| Exercise description |
Swap each occurrence of "rusted sheet metal" in the listing below for "corroded sheet metal", and write out all its lines again with nothing else altered.

[Dataset records]

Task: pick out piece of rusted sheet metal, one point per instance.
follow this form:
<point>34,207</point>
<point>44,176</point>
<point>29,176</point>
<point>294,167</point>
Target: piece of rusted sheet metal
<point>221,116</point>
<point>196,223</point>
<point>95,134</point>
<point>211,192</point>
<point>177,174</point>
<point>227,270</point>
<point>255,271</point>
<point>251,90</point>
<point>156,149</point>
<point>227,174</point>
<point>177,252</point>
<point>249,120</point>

| Full solution |
Task: pick out piece of corroded sheet metal, one point per instance.
follow this form:
<point>34,207</point>
<point>44,176</point>
<point>29,176</point>
<point>294,167</point>
Target: piece of corroded sheet metal
<point>221,116</point>
<point>196,223</point>
<point>95,134</point>
<point>211,192</point>
<point>177,174</point>
<point>227,270</point>
<point>255,271</point>
<point>251,90</point>
<point>156,149</point>
<point>227,174</point>
<point>177,252</point>
<point>249,120</point>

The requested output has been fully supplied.